### Document extract
┏━━

I am unsure about the order of declaration in my class. My compiler says error: "Foo" was not declared in this scope. If I change the order of public and private parts of the class, I end up with the same error. Also, if I want to use the getFoo(), and I am including my header file, the struct Foo type is not visible because it's private. But if I put it in public scope again, then public would have to come before private because otherwise the declaration of myFoo of type Foo can't happen since Foo was not decalred yet.
I am confused here... thanks for your help!

┗━━

Please copy the post about declaration order in a class, in full and without changes. You won't need the data that comes next.

### Collected material
┏━━

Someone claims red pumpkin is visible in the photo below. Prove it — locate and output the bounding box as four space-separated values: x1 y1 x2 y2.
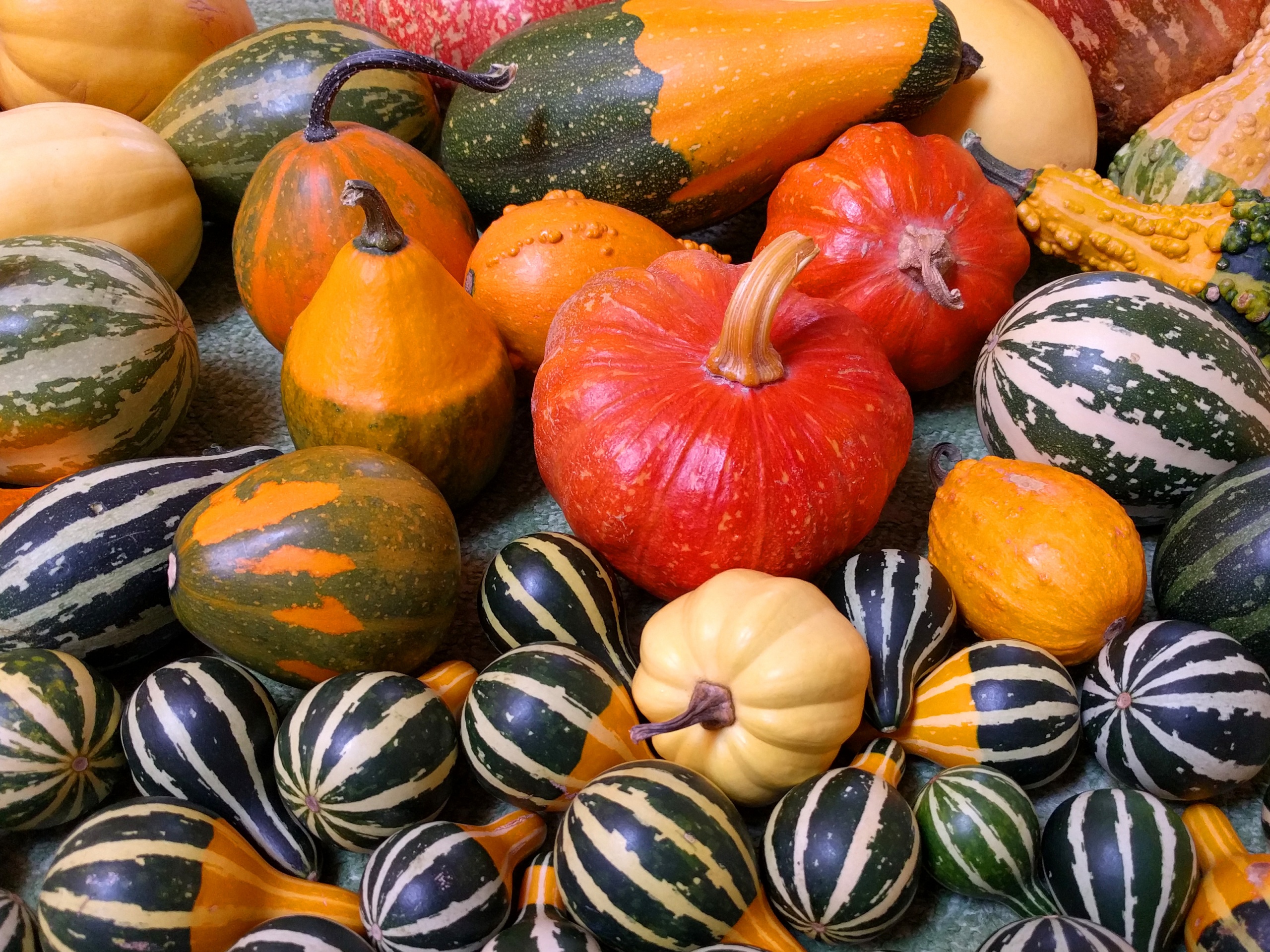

┗━━

### Exercise response
I am unsure about the order of declaration in my class. My compiler says error: "Foo" was not declared in this scope. If I change the order of public and private parts of the class, I end up with the same error. Also, if I want to use the getFoo(), and I am including my header file, the struct Foo type is not visible because it's private. But if I put it in public scope again, then public would have to come before private because otherwise the declaration of myFoo of type Foo can't happen since Foo was not decalred yet.
I am confused here... thanks for your help!